Work instructions: For each line of the data below, test for "metal". Report only the number of lines that pass.
Provided material Block Start
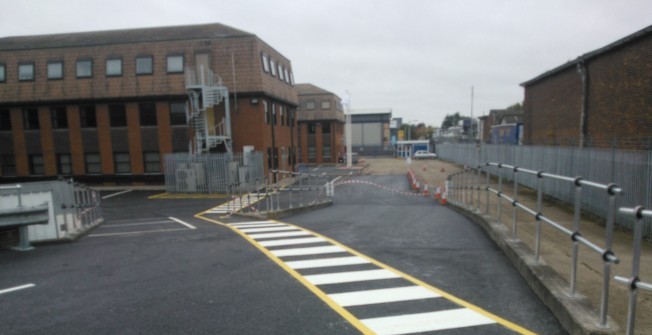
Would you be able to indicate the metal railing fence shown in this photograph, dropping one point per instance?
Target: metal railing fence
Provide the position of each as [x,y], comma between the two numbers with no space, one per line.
[466,186]
[214,173]
[632,170]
Provided material Block End
Response for this exercise: 2